**Data section**
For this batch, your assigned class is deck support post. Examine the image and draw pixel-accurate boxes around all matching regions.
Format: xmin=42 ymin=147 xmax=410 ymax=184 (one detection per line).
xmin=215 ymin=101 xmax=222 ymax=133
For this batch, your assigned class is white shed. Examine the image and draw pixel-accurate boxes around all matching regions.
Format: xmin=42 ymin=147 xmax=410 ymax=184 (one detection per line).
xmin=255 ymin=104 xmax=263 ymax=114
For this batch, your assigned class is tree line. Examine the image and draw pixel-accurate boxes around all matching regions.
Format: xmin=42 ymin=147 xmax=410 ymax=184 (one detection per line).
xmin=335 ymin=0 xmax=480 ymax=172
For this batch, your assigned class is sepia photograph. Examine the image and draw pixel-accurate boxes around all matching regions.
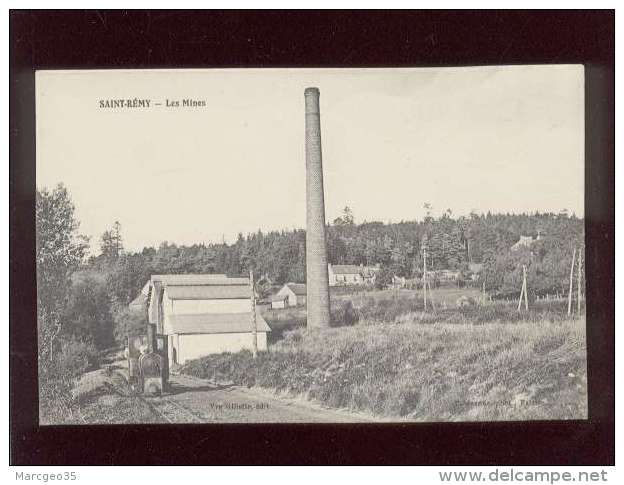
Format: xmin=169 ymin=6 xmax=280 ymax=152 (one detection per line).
xmin=35 ymin=64 xmax=588 ymax=425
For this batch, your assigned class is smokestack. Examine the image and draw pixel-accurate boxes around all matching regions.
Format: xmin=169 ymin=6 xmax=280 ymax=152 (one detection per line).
xmin=304 ymin=88 xmax=330 ymax=328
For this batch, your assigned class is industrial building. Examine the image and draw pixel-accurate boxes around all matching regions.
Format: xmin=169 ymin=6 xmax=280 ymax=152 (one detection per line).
xmin=143 ymin=274 xmax=271 ymax=365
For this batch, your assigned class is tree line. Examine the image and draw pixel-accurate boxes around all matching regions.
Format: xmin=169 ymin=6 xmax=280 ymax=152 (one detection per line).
xmin=37 ymin=186 xmax=584 ymax=366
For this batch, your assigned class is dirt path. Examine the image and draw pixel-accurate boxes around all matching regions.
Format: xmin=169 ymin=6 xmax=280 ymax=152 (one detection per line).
xmin=137 ymin=375 xmax=375 ymax=423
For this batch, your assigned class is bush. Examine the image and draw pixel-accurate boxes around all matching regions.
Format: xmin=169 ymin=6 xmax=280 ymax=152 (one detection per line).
xmin=56 ymin=339 xmax=98 ymax=377
xmin=39 ymin=339 xmax=98 ymax=424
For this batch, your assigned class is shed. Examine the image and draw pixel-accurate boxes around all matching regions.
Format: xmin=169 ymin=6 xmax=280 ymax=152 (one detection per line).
xmin=271 ymin=283 xmax=307 ymax=308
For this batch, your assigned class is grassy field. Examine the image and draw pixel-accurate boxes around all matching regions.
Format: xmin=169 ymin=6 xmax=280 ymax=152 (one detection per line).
xmin=182 ymin=316 xmax=587 ymax=421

**To be done**
In how many lines of the records above does the string "shed" appear, counting only matches in the same letter case? Reply with the number alone.

**Response to the exercise**
2